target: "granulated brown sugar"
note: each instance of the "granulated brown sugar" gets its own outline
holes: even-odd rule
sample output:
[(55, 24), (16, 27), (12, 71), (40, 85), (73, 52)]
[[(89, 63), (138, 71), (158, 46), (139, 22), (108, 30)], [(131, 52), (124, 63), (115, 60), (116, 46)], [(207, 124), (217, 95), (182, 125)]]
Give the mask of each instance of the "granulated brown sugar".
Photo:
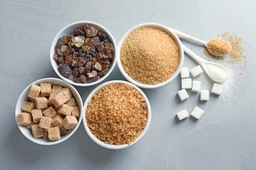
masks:
[(212, 54), (217, 56), (227, 54), (231, 46), (226, 41), (221, 39), (213, 39), (208, 42), (207, 44), (207, 49)]
[[(245, 59), (246, 56), (244, 54), (245, 49), (243, 47), (243, 41), (242, 37), (237, 37), (234, 33), (224, 32), (222, 35), (218, 35), (219, 39), (223, 39), (228, 42), (231, 46), (230, 52), (225, 56), (224, 60), (230, 63), (237, 63)], [(208, 57), (213, 57), (216, 60), (221, 60), (219, 57), (215, 57), (211, 55), (207, 49), (205, 49), (204, 54)]]
[[(216, 36), (215, 36), (216, 37)], [(229, 76), (223, 84), (225, 90), (220, 96), (220, 99), (226, 101), (232, 97), (232, 95), (237, 94), (238, 92), (244, 90), (241, 89), (244, 83), (244, 75), (246, 73), (247, 65), (247, 50), (245, 48), (249, 47), (244, 41), (243, 38), (237, 36), (234, 33), (224, 32), (223, 34), (217, 35), (217, 38), (226, 41), (232, 46), (230, 52), (223, 56), (215, 56), (211, 55), (207, 49), (203, 50), (203, 54), (208, 57), (210, 61), (218, 63), (225, 67), (228, 71)], [(203, 57), (203, 56), (202, 56)], [(211, 82), (205, 83), (205, 88), (211, 88)]]
[(104, 86), (88, 103), (85, 112), (91, 131), (106, 144), (131, 144), (147, 122), (145, 99), (128, 84)]
[(124, 41), (121, 62), (127, 75), (144, 84), (157, 84), (169, 79), (180, 61), (177, 43), (166, 31), (144, 27), (132, 32)]

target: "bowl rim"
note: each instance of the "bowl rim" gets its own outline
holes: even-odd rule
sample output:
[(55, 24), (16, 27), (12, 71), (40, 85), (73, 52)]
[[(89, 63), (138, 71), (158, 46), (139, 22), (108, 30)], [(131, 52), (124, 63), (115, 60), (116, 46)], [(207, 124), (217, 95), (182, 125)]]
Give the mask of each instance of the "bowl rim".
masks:
[[(97, 29), (100, 29), (102, 30), (103, 32), (104, 32), (105, 33), (107, 34), (107, 36), (108, 36), (108, 39), (110, 40), (111, 42), (113, 44), (114, 46), (114, 52), (113, 52), (113, 56), (114, 56), (114, 59), (112, 61), (112, 65), (108, 72), (108, 73), (100, 77), (100, 80), (97, 80), (97, 81), (95, 81), (95, 82), (90, 82), (90, 83), (87, 83), (87, 84), (84, 84), (84, 83), (77, 83), (77, 82), (75, 82), (71, 80), (69, 80), (68, 78), (62, 76), (60, 73), (58, 71), (58, 65), (56, 64), (56, 61), (53, 60), (53, 55), (54, 54), (54, 48), (55, 48), (55, 46), (56, 46), (56, 43), (58, 41), (58, 39), (61, 37), (61, 36), (63, 36), (63, 35), (65, 35), (66, 34), (64, 34), (63, 32), (65, 31), (65, 30), (68, 29), (69, 27), (75, 27), (75, 28), (74, 28), (74, 30), (75, 30), (75, 29), (76, 28), (79, 28), (81, 27), (81, 26), (82, 26), (83, 24), (91, 24), (91, 26), (93, 26), (93, 27), (96, 27)], [(72, 29), (73, 30), (73, 29)], [(72, 31), (72, 30), (70, 31), (70, 32)], [(83, 87), (85, 87), (85, 86), (93, 86), (95, 84), (96, 84), (102, 81), (103, 81), (104, 80), (105, 80), (110, 75), (110, 73), (112, 72), (112, 71), (114, 70), (114, 68), (115, 67), (115, 65), (116, 65), (116, 60), (117, 60), (117, 57), (116, 57), (116, 55), (117, 55), (117, 52), (116, 52), (116, 49), (117, 49), (117, 44), (116, 44), (116, 40), (114, 38), (113, 35), (112, 35), (112, 33), (108, 31), (108, 29), (107, 29), (105, 27), (104, 27), (102, 25), (98, 24), (98, 23), (96, 23), (96, 22), (91, 22), (91, 21), (85, 21), (85, 20), (83, 20), (83, 21), (77, 21), (77, 22), (72, 22), (71, 24), (69, 24), (68, 25), (66, 25), (66, 26), (64, 26), (62, 29), (61, 29), (58, 33), (57, 34), (55, 35), (54, 38), (53, 39), (53, 41), (52, 41), (52, 43), (51, 43), (51, 48), (50, 48), (50, 61), (51, 61), (51, 64), (54, 69), (54, 71), (55, 71), (55, 73), (58, 75), (58, 76), (62, 78), (63, 80), (71, 84), (73, 84), (73, 85), (75, 85), (75, 86), (83, 86)]]
[[(137, 82), (135, 80), (133, 80), (131, 76), (128, 75), (127, 73), (125, 71), (125, 70), (123, 68), (121, 62), (121, 57), (120, 57), (120, 52), (121, 52), (121, 48), (123, 44), (123, 41), (125, 40), (125, 39), (135, 30), (143, 27), (157, 27), (157, 28), (160, 28), (163, 29), (163, 31), (165, 31), (166, 32), (169, 33), (171, 36), (175, 40), (176, 42), (178, 44), (179, 46), (179, 50), (180, 52), (180, 62), (179, 64), (179, 67), (175, 73), (167, 80), (160, 83), (157, 84), (154, 84), (154, 85), (150, 85), (150, 84), (142, 84), (139, 82)], [(167, 85), (169, 82), (171, 82), (173, 80), (174, 80), (177, 75), (179, 74), (181, 69), (183, 65), (183, 62), (184, 62), (184, 50), (183, 48), (181, 42), (181, 40), (178, 37), (178, 36), (171, 30), (168, 27), (165, 26), (164, 25), (160, 24), (157, 24), (154, 22), (146, 22), (146, 23), (143, 23), (140, 24), (137, 26), (133, 26), (133, 27), (130, 28), (121, 38), (120, 41), (119, 41), (119, 43), (117, 44), (117, 64), (118, 66), (118, 68), (121, 72), (121, 73), (123, 75), (123, 76), (130, 82), (135, 84), (136, 86), (142, 88), (146, 88), (146, 89), (154, 89), (154, 88), (160, 88), (163, 86)]]
[[(28, 92), (31, 85), (32, 84), (35, 84), (38, 85), (41, 82), (49, 82), (51, 83), (51, 84), (53, 84), (53, 82), (52, 82), (53, 81), (54, 81), (53, 84), (59, 84), (59, 85), (61, 85), (62, 87), (69, 88), (72, 90), (73, 95), (74, 95), (75, 94), (75, 97), (74, 97), (75, 98), (77, 106), (79, 107), (79, 109), (80, 109), (80, 110), (79, 110), (79, 114), (80, 114), (79, 118), (78, 119), (77, 124), (76, 125), (75, 128), (74, 128), (70, 132), (70, 133), (67, 134), (66, 135), (60, 137), (60, 140), (55, 141), (47, 141), (47, 140), (45, 140), (45, 139), (41, 139), (41, 138), (39, 138), (39, 139), (33, 138), (31, 131), (30, 131), (30, 134), (28, 133), (26, 133), (26, 131), (31, 131), (31, 129), (27, 129), (25, 126), (22, 126), (18, 125), (18, 123), (17, 123), (17, 118), (16, 118), (17, 114), (22, 112), (22, 111), (21, 110), (21, 106), (22, 105), (23, 102), (25, 101), (25, 100), (24, 100), (24, 98), (28, 98), (28, 97), (27, 96), (25, 97), (25, 95), (27, 95)], [(74, 94), (74, 93), (75, 93), (75, 94)], [(82, 114), (82, 113), (83, 113), (83, 101), (82, 101), (82, 99), (81, 97), (80, 94), (79, 94), (77, 90), (72, 84), (68, 84), (68, 82), (64, 81), (63, 80), (60, 79), (60, 78), (51, 78), (51, 77), (50, 77), (50, 78), (44, 78), (39, 79), (39, 80), (35, 80), (35, 81), (32, 82), (31, 84), (30, 84), (22, 91), (21, 94), (20, 95), (20, 96), (19, 96), (19, 97), (18, 97), (18, 99), (17, 100), (17, 102), (16, 102), (16, 107), (15, 107), (15, 120), (16, 120), (16, 124), (18, 126), (18, 128), (20, 129), (20, 131), (21, 131), (21, 133), (27, 139), (28, 139), (30, 141), (33, 142), (34, 143), (41, 144), (41, 145), (54, 145), (54, 144), (58, 144), (58, 143), (61, 143), (65, 141), (66, 140), (67, 140), (68, 139), (69, 139), (71, 136), (73, 135), (73, 134), (78, 129), (78, 128), (79, 128), (79, 125), (80, 125), (80, 124), (81, 124), (81, 122), (82, 121), (82, 119), (83, 119), (83, 114)]]
[[(144, 128), (144, 129), (143, 129), (142, 132), (140, 133), (140, 135), (136, 139), (136, 140), (135, 141), (133, 141), (133, 143), (131, 143), (131, 144), (120, 144), (120, 145), (114, 145), (114, 144), (106, 144), (104, 142), (101, 141), (98, 138), (96, 138), (95, 136), (94, 136), (94, 135), (93, 134), (93, 133), (91, 133), (90, 129), (89, 128), (89, 127), (87, 126), (87, 122), (86, 118), (85, 118), (85, 114), (85, 114), (85, 110), (86, 110), (86, 109), (87, 109), (87, 106), (88, 102), (91, 99), (91, 98), (93, 96), (93, 95), (98, 90), (99, 90), (100, 88), (102, 88), (105, 85), (110, 84), (127, 84), (131, 86), (133, 88), (134, 88), (135, 89), (138, 90), (138, 92), (140, 94), (140, 95), (144, 98), (145, 102), (146, 102), (146, 105), (147, 105), (148, 115), (147, 115), (147, 122), (146, 124), (145, 128)], [(96, 87), (94, 90), (93, 90), (93, 91), (89, 94), (89, 95), (88, 95), (87, 98), (86, 99), (86, 100), (85, 100), (85, 101), (84, 103), (84, 105), (83, 105), (83, 126), (84, 126), (84, 128), (85, 129), (85, 131), (86, 131), (87, 133), (88, 134), (88, 135), (90, 137), (90, 138), (94, 142), (95, 142), (98, 145), (100, 145), (100, 146), (102, 146), (104, 148), (108, 148), (108, 149), (112, 149), (112, 150), (123, 149), (123, 148), (129, 147), (129, 146), (135, 144), (135, 143), (139, 142), (144, 137), (144, 135), (146, 134), (146, 131), (149, 129), (149, 127), (150, 127), (150, 122), (151, 122), (151, 116), (152, 116), (151, 107), (150, 107), (150, 102), (148, 101), (148, 99), (146, 97), (146, 94), (143, 92), (143, 91), (142, 90), (140, 90), (137, 86), (133, 84), (132, 83), (131, 83), (129, 82), (124, 81), (124, 80), (110, 80), (110, 81), (108, 81), (108, 82), (106, 82), (104, 83), (102, 83), (100, 85), (99, 85), (97, 87)]]

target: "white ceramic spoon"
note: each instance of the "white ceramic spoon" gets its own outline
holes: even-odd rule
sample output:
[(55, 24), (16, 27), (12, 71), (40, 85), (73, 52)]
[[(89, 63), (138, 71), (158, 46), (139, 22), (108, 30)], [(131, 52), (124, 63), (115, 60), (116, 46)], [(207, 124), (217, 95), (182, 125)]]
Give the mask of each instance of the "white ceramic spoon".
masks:
[[(228, 42), (226, 42), (226, 41), (224, 41), (224, 40), (222, 40), (222, 39), (213, 39), (213, 40), (211, 40), (211, 41), (203, 41), (202, 39), (197, 39), (197, 38), (195, 38), (195, 37), (193, 37), (190, 35), (188, 35), (187, 34), (185, 34), (180, 31), (178, 31), (178, 30), (176, 30), (175, 29), (173, 29), (173, 28), (171, 28), (171, 29), (177, 35), (178, 35), (179, 37), (181, 38), (181, 39), (188, 39), (188, 40), (190, 40), (190, 41), (196, 41), (196, 42), (200, 42), (201, 44), (203, 44), (203, 45), (205, 46), (205, 47), (207, 48), (208, 51), (213, 55), (214, 56), (224, 56), (224, 55), (226, 55), (226, 54), (228, 54), (230, 51), (231, 51), (231, 45)], [(224, 54), (219, 54), (219, 52), (215, 52), (214, 50), (211, 50), (211, 48), (208, 48), (209, 46), (208, 44), (210, 44), (209, 43), (211, 42), (213, 42), (213, 41), (218, 41), (219, 42), (222, 42), (222, 43), (223, 43), (223, 45), (226, 45), (226, 46), (229, 46), (229, 50), (227, 52), (224, 53)], [(211, 44), (215, 44), (215, 43), (211, 43)], [(215, 45), (214, 45), (215, 47), (217, 47), (215, 49), (217, 49), (217, 48), (221, 48), (221, 46), (215, 46)], [(217, 53), (218, 52), (218, 53)]]
[(182, 48), (184, 52), (188, 54), (201, 65), (211, 80), (216, 82), (223, 82), (228, 78), (228, 71), (223, 66), (204, 60), (194, 54), (184, 44), (182, 44)]

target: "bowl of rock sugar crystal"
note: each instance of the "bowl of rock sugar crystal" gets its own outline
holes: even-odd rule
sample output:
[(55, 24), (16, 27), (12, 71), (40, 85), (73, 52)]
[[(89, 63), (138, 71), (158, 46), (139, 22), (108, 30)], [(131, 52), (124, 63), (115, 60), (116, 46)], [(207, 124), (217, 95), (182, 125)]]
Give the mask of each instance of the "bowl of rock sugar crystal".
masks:
[(115, 39), (106, 27), (93, 22), (76, 22), (65, 26), (54, 38), (51, 63), (66, 82), (93, 86), (113, 71), (116, 48)]

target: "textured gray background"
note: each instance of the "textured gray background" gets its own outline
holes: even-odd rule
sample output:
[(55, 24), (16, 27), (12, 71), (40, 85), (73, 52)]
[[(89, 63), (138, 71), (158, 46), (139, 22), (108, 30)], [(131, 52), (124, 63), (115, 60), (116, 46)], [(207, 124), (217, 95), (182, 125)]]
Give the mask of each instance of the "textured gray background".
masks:
[[(0, 1), (0, 169), (256, 169), (256, 1)], [(242, 37), (247, 64), (224, 62), (230, 71), (224, 94), (199, 101), (199, 94), (179, 101), (180, 77), (155, 90), (143, 90), (151, 103), (152, 123), (135, 145), (110, 150), (95, 144), (81, 124), (68, 141), (34, 144), (14, 118), (16, 101), (31, 82), (57, 77), (49, 50), (64, 26), (89, 20), (105, 26), (118, 43), (131, 27), (156, 22), (204, 40), (225, 31)], [(184, 41), (183, 41), (184, 42)], [(184, 42), (202, 58), (203, 48)], [(184, 66), (197, 65), (185, 55)], [(206, 58), (207, 58), (206, 57)], [(244, 66), (243, 66), (244, 67)], [(202, 88), (212, 82), (203, 75)], [(106, 80), (124, 80), (117, 65)], [(96, 86), (75, 87), (83, 101)], [(197, 122), (175, 114), (198, 106)]]

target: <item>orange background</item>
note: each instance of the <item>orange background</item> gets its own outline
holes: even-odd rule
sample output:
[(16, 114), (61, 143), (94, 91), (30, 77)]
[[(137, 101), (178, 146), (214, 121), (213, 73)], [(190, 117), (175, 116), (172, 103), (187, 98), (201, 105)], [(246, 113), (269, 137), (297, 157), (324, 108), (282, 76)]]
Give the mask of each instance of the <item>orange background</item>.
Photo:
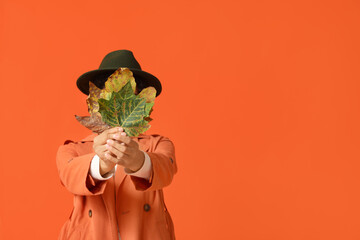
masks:
[(131, 49), (163, 84), (177, 239), (360, 239), (359, 1), (0, 2), (0, 239), (56, 239), (75, 85)]

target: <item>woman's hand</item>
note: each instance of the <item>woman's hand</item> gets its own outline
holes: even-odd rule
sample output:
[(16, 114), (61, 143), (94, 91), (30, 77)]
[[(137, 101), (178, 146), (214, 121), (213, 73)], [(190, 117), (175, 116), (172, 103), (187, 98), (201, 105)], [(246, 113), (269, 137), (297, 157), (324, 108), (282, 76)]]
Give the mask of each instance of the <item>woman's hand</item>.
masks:
[(122, 129), (120, 131), (119, 127), (114, 127), (114, 128), (110, 128), (110, 129), (103, 131), (101, 134), (97, 135), (94, 138), (93, 149), (100, 158), (100, 174), (101, 175), (108, 173), (116, 165), (116, 163), (114, 161), (109, 160), (105, 156), (105, 154), (109, 154), (109, 151), (106, 149), (106, 146), (105, 146), (106, 140), (109, 139), (109, 136), (111, 134), (116, 134), (116, 133), (121, 133), (121, 132), (122, 132)]
[(127, 172), (138, 171), (145, 161), (144, 153), (139, 149), (139, 144), (126, 136), (122, 128), (119, 132), (109, 133), (105, 144), (105, 158), (113, 164), (119, 164)]

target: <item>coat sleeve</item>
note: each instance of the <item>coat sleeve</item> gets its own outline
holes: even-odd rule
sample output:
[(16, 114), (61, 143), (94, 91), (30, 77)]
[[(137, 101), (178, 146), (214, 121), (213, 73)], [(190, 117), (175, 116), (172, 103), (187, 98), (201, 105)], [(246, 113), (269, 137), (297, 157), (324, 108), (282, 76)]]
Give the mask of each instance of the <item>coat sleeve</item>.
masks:
[(155, 140), (153, 151), (147, 152), (152, 170), (150, 179), (131, 176), (135, 188), (140, 191), (153, 191), (168, 186), (177, 172), (175, 146), (172, 141), (163, 136)]
[(65, 142), (56, 154), (56, 165), (61, 184), (76, 195), (99, 195), (105, 190), (107, 181), (95, 180), (89, 173), (95, 152), (79, 156), (78, 143)]

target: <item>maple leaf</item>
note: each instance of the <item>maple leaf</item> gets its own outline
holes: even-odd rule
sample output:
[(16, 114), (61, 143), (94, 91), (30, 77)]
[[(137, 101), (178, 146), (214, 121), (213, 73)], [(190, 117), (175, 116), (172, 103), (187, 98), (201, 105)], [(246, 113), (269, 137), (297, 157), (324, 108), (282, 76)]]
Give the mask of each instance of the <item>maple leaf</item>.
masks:
[(89, 82), (86, 99), (90, 116), (76, 119), (93, 132), (101, 133), (121, 126), (128, 136), (138, 136), (150, 128), (150, 114), (154, 105), (156, 89), (147, 87), (135, 95), (136, 82), (127, 68), (117, 69), (105, 82), (103, 89)]

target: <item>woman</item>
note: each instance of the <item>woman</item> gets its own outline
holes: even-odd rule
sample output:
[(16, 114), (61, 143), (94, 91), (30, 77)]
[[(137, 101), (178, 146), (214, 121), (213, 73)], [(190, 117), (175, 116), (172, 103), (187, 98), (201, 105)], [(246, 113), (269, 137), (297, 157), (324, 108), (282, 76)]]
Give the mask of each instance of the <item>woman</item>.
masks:
[[(84, 73), (78, 88), (89, 94), (89, 81), (103, 88), (107, 77), (120, 67), (129, 68), (138, 87), (159, 80), (141, 70), (133, 53), (107, 54), (99, 69)], [(65, 141), (56, 158), (62, 185), (74, 195), (74, 208), (59, 239), (140, 240), (175, 239), (162, 189), (177, 172), (171, 140), (157, 134), (126, 136), (120, 127), (93, 133), (80, 141)]]

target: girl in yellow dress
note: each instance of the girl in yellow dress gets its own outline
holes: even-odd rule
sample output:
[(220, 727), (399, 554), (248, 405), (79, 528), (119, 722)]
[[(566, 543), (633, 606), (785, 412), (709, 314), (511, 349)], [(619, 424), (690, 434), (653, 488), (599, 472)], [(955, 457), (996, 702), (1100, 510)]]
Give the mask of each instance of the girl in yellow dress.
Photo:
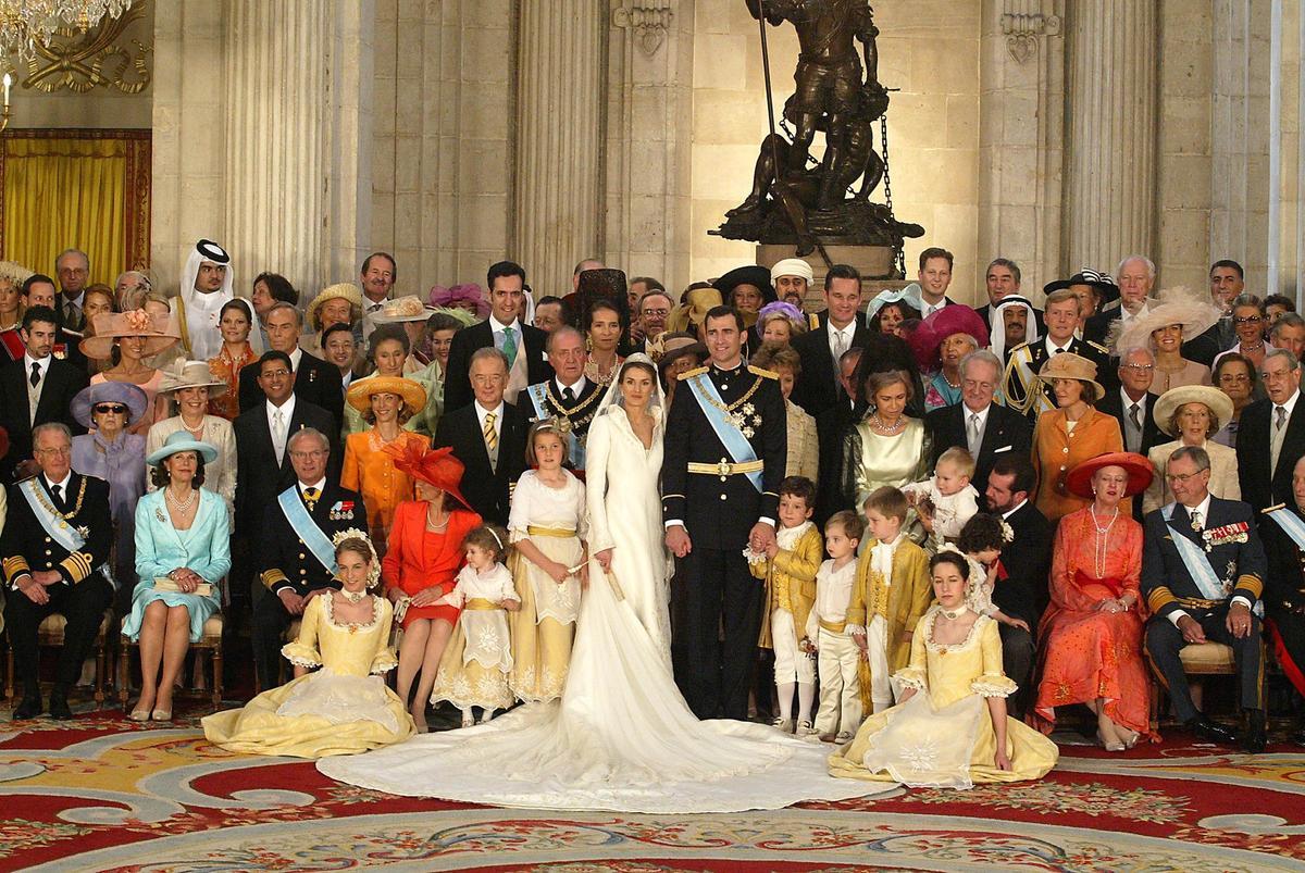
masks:
[[(415, 733), (407, 707), (382, 675), (398, 660), (389, 647), (394, 613), (371, 594), (381, 564), (359, 530), (335, 535), (343, 589), (312, 598), (299, 639), (281, 652), (295, 679), (244, 709), (204, 719), (204, 735), (228, 752), (321, 758), (401, 743)], [(308, 671), (320, 667), (316, 672)]]
[(938, 602), (916, 626), (911, 666), (893, 677), (900, 702), (829, 757), (830, 775), (930, 788), (1041, 779), (1060, 752), (1006, 715), (1017, 686), (1001, 669), (997, 624), (966, 605), (966, 557), (944, 547), (929, 573)]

□ □ □

# [TASK REQUIREMENTS]
State how many lines in the material above contain the string "sugar". Reply with the number alone.

# [WRITTEN REPLY]
6